═════ DATA
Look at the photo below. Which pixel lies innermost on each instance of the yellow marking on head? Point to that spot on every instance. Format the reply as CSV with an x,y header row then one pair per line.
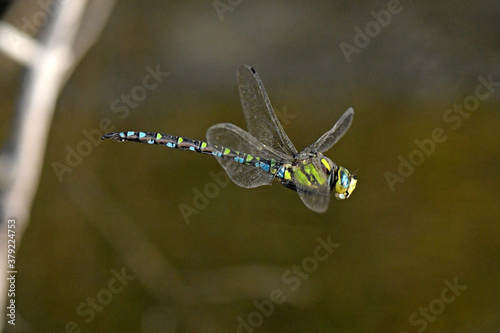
x,y
346,183
326,164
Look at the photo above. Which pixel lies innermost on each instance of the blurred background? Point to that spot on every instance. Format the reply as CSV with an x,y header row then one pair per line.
x,y
121,240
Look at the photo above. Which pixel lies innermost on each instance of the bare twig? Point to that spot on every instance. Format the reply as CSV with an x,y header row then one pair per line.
x,y
50,63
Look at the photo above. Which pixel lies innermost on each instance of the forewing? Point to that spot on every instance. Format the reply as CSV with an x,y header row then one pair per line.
x,y
233,137
327,140
262,122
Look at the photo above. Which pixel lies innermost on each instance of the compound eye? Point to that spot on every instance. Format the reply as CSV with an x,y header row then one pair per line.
x,y
344,179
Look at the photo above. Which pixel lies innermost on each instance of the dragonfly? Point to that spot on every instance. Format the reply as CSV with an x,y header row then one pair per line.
x,y
264,153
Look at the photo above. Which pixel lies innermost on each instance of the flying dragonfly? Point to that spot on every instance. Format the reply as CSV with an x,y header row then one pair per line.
x,y
265,153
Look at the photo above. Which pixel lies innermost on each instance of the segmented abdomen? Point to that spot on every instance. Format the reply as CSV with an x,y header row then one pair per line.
x,y
270,166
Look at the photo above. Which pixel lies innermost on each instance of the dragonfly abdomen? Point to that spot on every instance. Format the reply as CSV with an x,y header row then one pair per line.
x,y
179,142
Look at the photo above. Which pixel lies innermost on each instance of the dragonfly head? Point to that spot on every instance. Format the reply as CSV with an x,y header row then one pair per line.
x,y
343,182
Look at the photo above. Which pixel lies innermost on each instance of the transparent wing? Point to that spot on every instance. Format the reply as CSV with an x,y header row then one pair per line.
x,y
262,122
327,140
233,137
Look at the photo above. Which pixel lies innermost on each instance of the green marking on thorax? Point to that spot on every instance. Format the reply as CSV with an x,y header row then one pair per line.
x,y
301,178
310,169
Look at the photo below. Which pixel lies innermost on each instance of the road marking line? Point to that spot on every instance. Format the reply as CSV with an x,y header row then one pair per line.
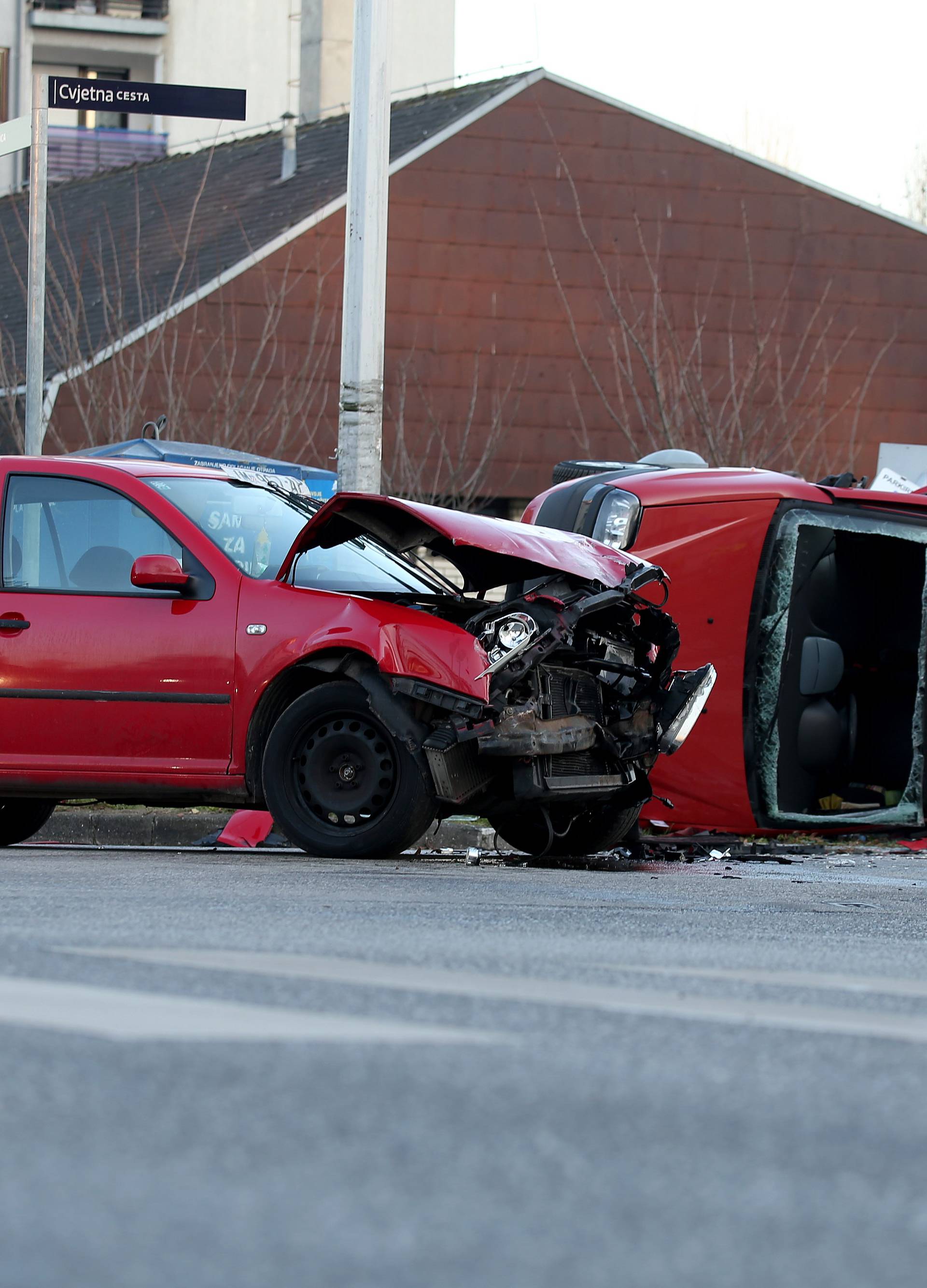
x,y
786,978
123,1014
544,992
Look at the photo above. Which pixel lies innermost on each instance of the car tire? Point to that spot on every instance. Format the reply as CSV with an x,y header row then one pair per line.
x,y
601,827
339,783
24,818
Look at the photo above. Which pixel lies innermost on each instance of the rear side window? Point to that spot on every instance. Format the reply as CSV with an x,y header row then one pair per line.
x,y
74,536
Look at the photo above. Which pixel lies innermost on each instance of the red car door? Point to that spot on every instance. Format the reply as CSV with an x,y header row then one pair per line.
x,y
99,679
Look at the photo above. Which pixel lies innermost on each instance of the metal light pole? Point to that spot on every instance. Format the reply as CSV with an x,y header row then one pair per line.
x,y
365,283
35,340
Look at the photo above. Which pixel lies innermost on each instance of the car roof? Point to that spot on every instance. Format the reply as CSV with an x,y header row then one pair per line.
x,y
98,467
697,486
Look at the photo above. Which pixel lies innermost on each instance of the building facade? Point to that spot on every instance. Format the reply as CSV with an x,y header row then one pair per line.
x,y
537,231
292,56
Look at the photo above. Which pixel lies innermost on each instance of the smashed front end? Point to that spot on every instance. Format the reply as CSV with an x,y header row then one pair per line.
x,y
578,694
582,700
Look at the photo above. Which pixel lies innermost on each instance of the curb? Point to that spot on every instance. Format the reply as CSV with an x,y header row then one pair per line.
x,y
186,829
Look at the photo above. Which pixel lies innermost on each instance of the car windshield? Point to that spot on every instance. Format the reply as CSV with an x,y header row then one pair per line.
x,y
257,527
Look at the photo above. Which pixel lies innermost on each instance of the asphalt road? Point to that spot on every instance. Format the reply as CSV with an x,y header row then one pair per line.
x,y
268,1072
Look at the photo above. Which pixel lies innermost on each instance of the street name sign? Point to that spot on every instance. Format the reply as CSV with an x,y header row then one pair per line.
x,y
16,136
80,93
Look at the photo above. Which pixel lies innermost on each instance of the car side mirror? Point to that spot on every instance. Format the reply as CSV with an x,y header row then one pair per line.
x,y
159,572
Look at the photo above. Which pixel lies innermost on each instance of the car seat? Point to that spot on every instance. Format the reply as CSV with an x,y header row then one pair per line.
x,y
103,568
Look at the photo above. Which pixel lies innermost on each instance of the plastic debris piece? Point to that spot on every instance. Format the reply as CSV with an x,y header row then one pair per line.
x,y
246,829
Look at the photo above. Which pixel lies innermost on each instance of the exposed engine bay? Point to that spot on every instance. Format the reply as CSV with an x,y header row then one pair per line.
x,y
582,696
582,700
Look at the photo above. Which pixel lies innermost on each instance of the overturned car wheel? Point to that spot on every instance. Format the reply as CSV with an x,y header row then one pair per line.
x,y
22,818
337,781
550,831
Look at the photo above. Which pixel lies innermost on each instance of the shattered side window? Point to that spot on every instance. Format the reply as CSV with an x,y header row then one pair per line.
x,y
837,717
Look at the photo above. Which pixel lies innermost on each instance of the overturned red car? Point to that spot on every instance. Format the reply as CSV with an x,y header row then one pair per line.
x,y
172,634
810,599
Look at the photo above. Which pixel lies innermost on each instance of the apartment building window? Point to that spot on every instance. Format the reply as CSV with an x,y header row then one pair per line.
x,y
4,84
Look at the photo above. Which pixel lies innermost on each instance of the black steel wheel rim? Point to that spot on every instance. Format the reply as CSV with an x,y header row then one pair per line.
x,y
346,771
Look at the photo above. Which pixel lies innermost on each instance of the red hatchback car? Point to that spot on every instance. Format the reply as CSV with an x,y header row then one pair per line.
x,y
810,601
172,634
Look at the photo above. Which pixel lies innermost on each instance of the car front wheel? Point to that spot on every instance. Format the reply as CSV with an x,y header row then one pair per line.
x,y
22,818
337,781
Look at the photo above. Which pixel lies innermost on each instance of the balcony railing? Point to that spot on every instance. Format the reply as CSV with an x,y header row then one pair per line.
x,y
75,151
155,10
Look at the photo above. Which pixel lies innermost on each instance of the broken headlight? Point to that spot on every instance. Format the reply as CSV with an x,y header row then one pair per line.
x,y
506,634
683,705
617,521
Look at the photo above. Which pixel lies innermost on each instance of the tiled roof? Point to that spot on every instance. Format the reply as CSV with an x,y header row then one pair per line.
x,y
222,204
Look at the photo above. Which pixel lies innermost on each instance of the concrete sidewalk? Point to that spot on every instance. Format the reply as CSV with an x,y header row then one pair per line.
x,y
141,825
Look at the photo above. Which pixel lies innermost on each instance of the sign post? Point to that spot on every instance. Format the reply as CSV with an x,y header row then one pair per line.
x,y
16,136
360,451
82,93
35,331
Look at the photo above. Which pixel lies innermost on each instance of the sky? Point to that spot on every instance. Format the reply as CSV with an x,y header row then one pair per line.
x,y
833,91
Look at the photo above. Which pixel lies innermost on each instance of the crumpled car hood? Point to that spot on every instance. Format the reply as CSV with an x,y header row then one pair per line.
x,y
486,552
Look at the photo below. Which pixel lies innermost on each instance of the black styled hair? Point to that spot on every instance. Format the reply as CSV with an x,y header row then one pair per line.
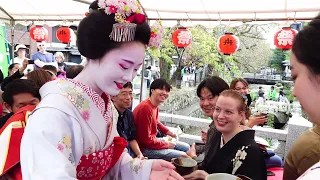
══════════
▸ ACTIVITY:
Keeping the pictures out, print the entries above exactly as written.

▸ EXERCISE RESPONSE:
Look at the photo below. Which pixel lies innermost on each instance of the yellow marking on head? Point to that spot on every instance. Format the reply as CSV with an x,y header row then one pair per line.
x,y
346,183
326,164
Look at the photo above. Which pixel lies innermost on each instance of the blurred background? Point to that spot on every instance. Format the reply as CSV with an x,y header row then one pair per line.
x,y
121,240
Look at the photo above. Which pixel lies innermost on each instance of the bare twig? Point to that spot on every instance. Format the reply as CSV with an x,y header row then one pair per line.
x,y
50,63
Look at the photo above. Which pixel lies innermost on each instance of the forewing? Point to that spot on every instance. Format the reply as CSV with an x,y header row then one pair per line.
x,y
233,137
327,140
262,122
Look at the photo above. Which pixel lies innermost on each instance of the compound eye? Point to that spot on every instance. Format the reply as CSV with an x,y header row then one pair per line.
x,y
344,179
Look at the photo above. Which pixel lies innermost on each instance of the dragonfly? Point to that spot on every instance. Format the reply as CSV with an x,y header row then one pair per line.
x,y
264,153
Look at the photo above. Which pixel lies innermost on each instance of the flying dragonfly? Point to that spot on every instance. Format the reply as CSV with an x,y header row then one pair per line.
x,y
265,153
Look at the photo above. Which pixel lies innermost on each instance of the segmented abdomen? Point to that spot on every instance. Format the reply as CSV with an x,y header row then one pair per line.
x,y
270,166
Look at the photo above. Which pixel lies innermost on each instance of the dragonfly abdomen? Point to that spot on every instance. Format the reply as CSV with an x,y header row then one pair per line.
x,y
179,142
Look at the photo above. Which pixel lies innermost on each instance of the dragonfly head? Point to that spot on every instance. Format the reply as CSV with an x,y header row then one pair per line.
x,y
343,182
Look at the photo above. Which pixel lies innermost on each instance of the transparent wing? Point to that spot on every instance. Format the reply as CSV with an x,y header row then one pair per line.
x,y
262,122
327,140
233,137
Look at the photo above. Which pixel lies innermost on each instance of the green marking on thorax? Point to that spot on every instance. Format the reply as CSV with an x,y header row then one pair per line.
x,y
301,178
310,169
Look at the photo below. Which pixel lies innermost on each instance of the road marking line? Point to that spot on every instance. Format the reply as CSV with an x,y header row then one pair per line.
x,y
786,978
123,1014
544,992
Look at the photo above. Which pixel lies innermost on each instance of the car tire? Point to that spot on every instance. Format the reply as CSV with an x,y header row then one pair per line.
x,y
601,827
339,783
24,818
Look at the photo above. Which pixel lies innermost on each instance of the rear side window? Point to that spot on every instance. Format the reply as CSV with an x,y header row then one pair per line.
x,y
74,536
Look at the photo above. Which pixel lies innermost on each instance of the red car door? Point to that spot on every instance. Format the reply as CSV with an x,y header row then one pair per line.
x,y
99,679
Look at the photo above. Which pixel lies innermost on each instance of the metal light pole? Point to that spot on every instance. Format the reply as CSV with an x,y header row then one pair per line.
x,y
365,283
35,340
Look at the photo above. Which pixel lies innermost on each instance of the car roof? Point to that spot on every instance. Format the reply as CSV with an x,y header row then one pair per line.
x,y
98,467
697,486
Look at the photo above. Which pixel lies innermost on each instance of the building facade? Point to that spot on every instance. Format the reply as CSV with an x,y header row then one pair per line.
x,y
537,231
292,56
Look at the photo above. Which pixel lies innermost on each instance of the smashed front end? Point to that spot on every instance. Format the reply as CSV with an x,y header row then one pair per line.
x,y
578,694
582,700
Look at the photo above. Which pixel lies innermost on each instance of the curb? Point to that spot on every instance. Format the reply as CSV with an x,y header row then one pair per line.
x,y
186,829
Look at the photo above. Which pixel lies innermost on each instance of the car windshield? Point to that spot on every instance. Format the reply as CSV with an x,y header row then one pair per line.
x,y
257,527
Look at the photo above. Which pixel lies innermost on each instance of the asphalt road? Point to that spot on every instance. Format the reply as CSV with an x,y header row then one pair per line.
x,y
268,1072
Look at the photo above. Which pixel lies innermost on each instance of the street name sign? Point to that spot on every instance. Format the reply as CSV with an x,y header row then one pair per line.
x,y
16,136
80,93
Look at the photo above. Which pixel lies innermost on each instance of the car side mirror? Point to that spot on every instance. Format the reply as CSV with an x,y header row then one pair per line.
x,y
159,572
Look at the photo above. Which pixel lies innermost on each instance of the car seat? Point to that spot on every instance. Format the reply as CSV with an x,y header row then one pair per line.
x,y
103,568
Look at the photo above. Which pixel lies innermost on each instance of the plastic debris piece? Point to that spot on every instance. Format the reply as CSV with an x,y header row then one pair per line.
x,y
246,829
Look at the photo above. Which pixel lies innermost on each instance of the exposed engine bay? Point to that spot on every instance. Format the reply as CSV with an x,y header row then one pair per line.
x,y
582,696
582,700
Look at the photo above. Which pixel lies innermost on each instance of the overturned car wheel? Point to that spot on every instance. Format the reply as CSV with an x,y header row then one pair per line.
x,y
22,818
337,781
550,831
Look at the photo above. Which pixel lies innermost on each instance of the shattered side window? Point to that spot on every instance. Format the reply as CSV with an x,y header row then one pair per line.
x,y
837,717
Look at the photo above. Which pixel lies innermost on each instance of the overturned red car? Point to that spot on every instance. Format the reply as CSV with an x,y header row then one pair per line.
x,y
172,634
810,599
Look at the photo above. Which pixel lies innermost on each instance of the apartment building window? Point to that spot on every instance. Format the reply as CSV with an x,y header row then one pair per line.
x,y
4,84
Look at the photo above. Which pixel lies innermost on each instance of the black steel wheel rim? Point to that spot on every instance. Format the reply as CSV with an x,y header row then one pair per line.
x,y
346,771
Look at the photo above. Which pixel lies innermost on each instance of the red hatchback car? Point to that spot on every instance. Format the reply as CSV with an x,y header row then one pair per line.
x,y
810,601
172,634
Look at the photo above. Which pixel lies innermost on each instance of the car front wheel? Point to that spot on every instance. Format the reply as CSV with an x,y header row then one pair per line.
x,y
22,818
337,781
Look at the photo above. Which pixel lies innermost on each instance of the balcony railing? Point to that spot on every instance. Format the reply as CSV with an x,y header row then one pair per line.
x,y
75,151
155,10
Look at the photo above. Which pixel lies innermost on each instance of the broken headlight? Point to that spot on every instance. Format the reply as CSV with an x,y header row then one pair per line.
x,y
506,634
683,705
617,521
Look at the photo above. Which pixel lies innermost on each instance of the tiled roof? Point to that spot on every instance. Format the reply as CSV with an x,y header row then one pair per line.
x,y
222,204
Look at the photo above. Which pixel lies innermost on each instance of the concrete sidewalk? Point to that spot on every instance. Format the reply as CSV with an x,y header row then one pair per line.
x,y
141,825
Look at the photo above. Which pixel lies innermost on each instance of the sign post? Point to that spot on every instance. Format the reply as CSV with an x,y header row then one pair per line.
x,y
16,136
360,451
82,93
35,331
Look at the photo above. Which pixel lies innermost on each instance of the sky? Point to that spot on every instance. Format the reply as CSV with an x,y header row then one pair per line.
x,y
833,91
Look at the photo above. Which pixel lies innermost on each instance of the crumpled car hood? Point to that spot on every instance. Format the reply as CSV with an x,y header row then one pair per line.
x,y
486,552
Look at the photo below. Which pixel lies innermost on each instance of the black styled hair? Point to that spot on every instance. Format the reply as CSV with an x,y header row then one pair per line.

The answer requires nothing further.